**Task prompt:**
Answer these questions about the passage on the Jack Reacher character:
(a) Which version of Jack Reacher does the writer mainly limit the remarks to?
(b) What height and weight do the books give for Reacher?
(c) What does the writer hope a reader who knows Lee Child will do with the comments?

**Text provided:**

□ □ □

However, there are some points about the Reacher character that I find a little over the top and I would like to get them clarified and/or explained in further detail. I tried to email the author to ask my questions but that effort bore no fruit as I could not find a viable feebback link on his website. So, I am left with writing my comments/questions here in hopes that some reader who knows Lee Child will take note and pass them on to the author. I will, largely, confine my remarks to the book version of Jack Reacher. I will not mention, therefore, the movie any further except to point out the fact that Reacher is described in the books as 6'5" and 250 pounds, while Tom Cruise, on tiptoe, is 5'7" or 5'8" and 165 pounds on a good day after a big meal.

□ □ □

Records from a data collection:
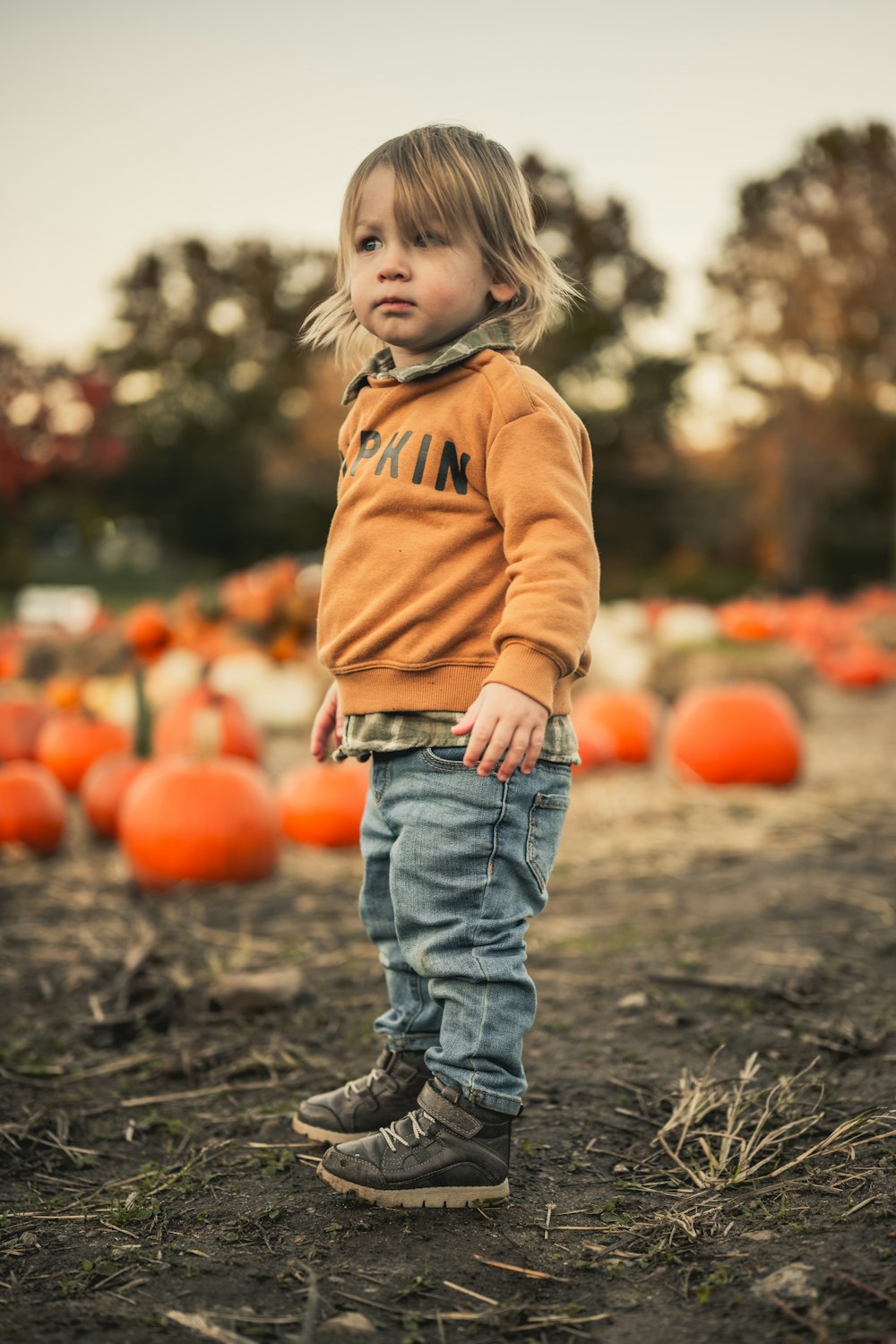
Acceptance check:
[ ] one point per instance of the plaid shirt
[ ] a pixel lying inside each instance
(489, 336)
(400, 731)
(366, 733)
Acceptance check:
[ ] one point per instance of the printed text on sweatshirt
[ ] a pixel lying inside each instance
(462, 548)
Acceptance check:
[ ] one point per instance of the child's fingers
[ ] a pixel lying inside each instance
(479, 737)
(532, 753)
(497, 744)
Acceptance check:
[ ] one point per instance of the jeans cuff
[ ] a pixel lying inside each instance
(411, 1043)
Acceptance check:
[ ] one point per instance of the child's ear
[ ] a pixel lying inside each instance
(503, 290)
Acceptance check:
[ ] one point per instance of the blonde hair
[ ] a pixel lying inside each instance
(476, 190)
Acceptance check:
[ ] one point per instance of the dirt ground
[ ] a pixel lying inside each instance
(699, 948)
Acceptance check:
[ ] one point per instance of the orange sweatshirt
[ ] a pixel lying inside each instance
(462, 548)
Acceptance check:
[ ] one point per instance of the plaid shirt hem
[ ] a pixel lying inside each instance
(367, 733)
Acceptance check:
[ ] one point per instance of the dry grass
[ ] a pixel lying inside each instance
(728, 1131)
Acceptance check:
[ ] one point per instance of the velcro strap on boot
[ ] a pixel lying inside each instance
(440, 1107)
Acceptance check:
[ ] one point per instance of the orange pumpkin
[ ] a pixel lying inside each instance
(147, 629)
(21, 720)
(856, 664)
(743, 733)
(70, 742)
(193, 820)
(32, 806)
(175, 728)
(748, 620)
(323, 804)
(104, 788)
(629, 717)
(64, 691)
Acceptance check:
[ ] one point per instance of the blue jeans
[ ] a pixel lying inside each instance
(454, 866)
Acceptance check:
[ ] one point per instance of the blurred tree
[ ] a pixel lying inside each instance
(622, 392)
(214, 395)
(56, 446)
(806, 323)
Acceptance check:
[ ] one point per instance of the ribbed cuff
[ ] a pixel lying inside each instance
(528, 671)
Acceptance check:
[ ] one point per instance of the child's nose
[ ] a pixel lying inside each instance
(394, 263)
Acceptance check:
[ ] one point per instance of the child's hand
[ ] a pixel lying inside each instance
(328, 719)
(503, 722)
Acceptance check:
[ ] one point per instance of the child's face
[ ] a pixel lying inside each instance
(416, 297)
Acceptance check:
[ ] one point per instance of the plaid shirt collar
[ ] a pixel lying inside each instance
(495, 335)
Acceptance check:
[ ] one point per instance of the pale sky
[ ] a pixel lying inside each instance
(129, 125)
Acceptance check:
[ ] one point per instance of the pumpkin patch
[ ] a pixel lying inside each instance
(21, 720)
(745, 733)
(32, 806)
(70, 742)
(323, 804)
(190, 820)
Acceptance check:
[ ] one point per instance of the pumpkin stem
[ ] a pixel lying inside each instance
(142, 725)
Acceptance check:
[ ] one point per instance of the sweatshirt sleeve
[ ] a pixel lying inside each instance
(538, 484)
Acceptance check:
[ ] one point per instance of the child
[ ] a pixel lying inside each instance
(460, 586)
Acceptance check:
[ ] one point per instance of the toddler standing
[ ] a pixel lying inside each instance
(460, 586)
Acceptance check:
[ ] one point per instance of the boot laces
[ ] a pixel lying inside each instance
(392, 1134)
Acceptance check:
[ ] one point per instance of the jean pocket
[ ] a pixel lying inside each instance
(546, 825)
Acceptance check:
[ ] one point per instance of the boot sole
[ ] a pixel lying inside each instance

□ □ □

**The completed task:**
(a) The book version.
(b) 6'5" and 250 pounds.
(c) Take note of them and pass them on to the author.